Exercises to complete ->
**1)** In the handout on idioms, how many of the 48 occurrences of 'the cat...out of the bag' in the NYT corpus did not contain 'let'?
**2)** List every work cited in the handout on idioms, giving each with its year as shown.
**3)** Does the handout on idioms support each statement below? Answer yes or no for each, quoting the words of the handout that decide it.
(a) Jackendoff is cited as claiming that 'raise hell' cannot be passivized.
(b) Nunberg et al found fewer than 1,000 outer passives of 'take advantage'.
(c) The verb is part of the idiom 'the cat...out of the bag'.

Given passage ->
Linguistics 203: Handout
Week 1: September 25, 2002


Using Corpora to Test Claims about Idioms


I. Riehemann (2001) cites Jackendoff (1997; 170) as claiming that the idiom 'raise hell' is syntactically inflexible, specifically unpassivizable. But the following all appear in the NYT corpus:

  1. So much hell was raised that the biologists threw up their hands in surrender .
  2. ...the internal investigation was reopened "in part because of the hell that Plitman raised about Newcomb's role in Leatherneck."
  3. Few folks in the Apple speculated on the hell that would have been raised by George Steinbrenner if the Yankees had been similarly robbed at Camden Yards.
  4. ...but how much hell can you raise at Jack-in-the-box?
  5. All that was really raised was a little hell and a lot of dust.

II. Koopman and Sportiche (1991) make the following claim, which is repeated by Richards (2001):

Consider 'the cat...out of the bag'. This idiom virtually always occurs in a phrase headed by a verb, but the verb is not part of the idiom. It is sometimes listed as 'let the cat out of the bag', but Riehemann (2001) found that 23 of 48 occurrences in the NYT corpus did not contain 'let'. Of the others 14 were headed by 'is' or 'was', but other verbs (such as 'get') also occurred.

III. Idioms with double passives (e.g. 'take advantage') show an overwhelming tendency to use the inner passive when the idiomatic noun is modified, and virtually never use the outer passive when the noun is modified. Nunberg, et al (1994) searched a very large corpus of American newspapers for outer passives of this idiom and found over 1200 exemplars. Of these, only the following three had anything between 'taken' and 'advantage':

  1. It would be very hard to enforce, and it will be taken unfair advantage of.
  2. Not even six Cochise fielding errors were taken full advantage of.
  3. She is pretty and she also has a personality, but does not wish to be taken such advantage of and hold the left-handed compliments, too.

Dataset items
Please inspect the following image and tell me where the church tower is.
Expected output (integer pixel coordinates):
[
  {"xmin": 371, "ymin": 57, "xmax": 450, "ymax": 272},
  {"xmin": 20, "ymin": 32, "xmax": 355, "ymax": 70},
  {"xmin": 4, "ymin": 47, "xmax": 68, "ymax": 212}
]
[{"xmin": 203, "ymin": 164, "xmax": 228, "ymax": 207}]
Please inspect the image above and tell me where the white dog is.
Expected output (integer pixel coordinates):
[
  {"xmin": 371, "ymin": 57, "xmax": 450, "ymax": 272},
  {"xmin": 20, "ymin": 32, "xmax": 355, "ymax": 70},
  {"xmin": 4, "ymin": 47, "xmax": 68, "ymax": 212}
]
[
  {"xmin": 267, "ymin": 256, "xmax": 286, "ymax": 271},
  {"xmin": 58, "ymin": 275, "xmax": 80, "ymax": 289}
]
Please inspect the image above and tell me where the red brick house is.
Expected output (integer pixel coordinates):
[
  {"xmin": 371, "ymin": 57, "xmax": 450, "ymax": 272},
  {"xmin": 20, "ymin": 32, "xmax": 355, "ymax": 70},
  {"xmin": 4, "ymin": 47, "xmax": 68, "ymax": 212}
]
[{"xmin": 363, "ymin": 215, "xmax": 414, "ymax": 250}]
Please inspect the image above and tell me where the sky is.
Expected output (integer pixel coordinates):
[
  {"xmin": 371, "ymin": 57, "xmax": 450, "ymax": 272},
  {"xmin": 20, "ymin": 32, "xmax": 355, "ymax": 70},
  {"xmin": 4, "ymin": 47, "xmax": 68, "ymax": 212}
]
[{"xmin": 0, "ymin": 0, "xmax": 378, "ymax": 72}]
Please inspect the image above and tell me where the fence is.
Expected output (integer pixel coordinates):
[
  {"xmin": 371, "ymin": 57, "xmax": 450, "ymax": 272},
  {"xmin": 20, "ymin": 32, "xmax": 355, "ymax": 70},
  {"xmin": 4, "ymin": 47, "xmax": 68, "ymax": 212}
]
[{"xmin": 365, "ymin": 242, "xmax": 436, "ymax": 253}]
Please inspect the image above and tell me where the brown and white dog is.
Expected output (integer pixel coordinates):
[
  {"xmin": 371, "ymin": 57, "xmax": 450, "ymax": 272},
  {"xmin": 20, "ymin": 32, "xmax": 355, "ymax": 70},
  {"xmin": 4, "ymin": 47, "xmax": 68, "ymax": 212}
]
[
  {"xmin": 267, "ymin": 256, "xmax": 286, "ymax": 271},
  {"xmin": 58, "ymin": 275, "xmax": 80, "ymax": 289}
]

Answers to the problems ->
**1)** 23

**2)**
Riehemann (2001)
Jackendoff (1997)
Koopman and Sportiche (1991)
Richards (2001)
Nunberg, et al (1994)

**3)**
(a) Yes: "Riehemann (2001) cites Jackendoff (1997; 170) as claiming that the idiom 'raise hell' is syntactically inflexible, specifically unpassivizable."
(b) No: "found over 1200 exemplars"
(c) No: "but the verb is not part of the idiom"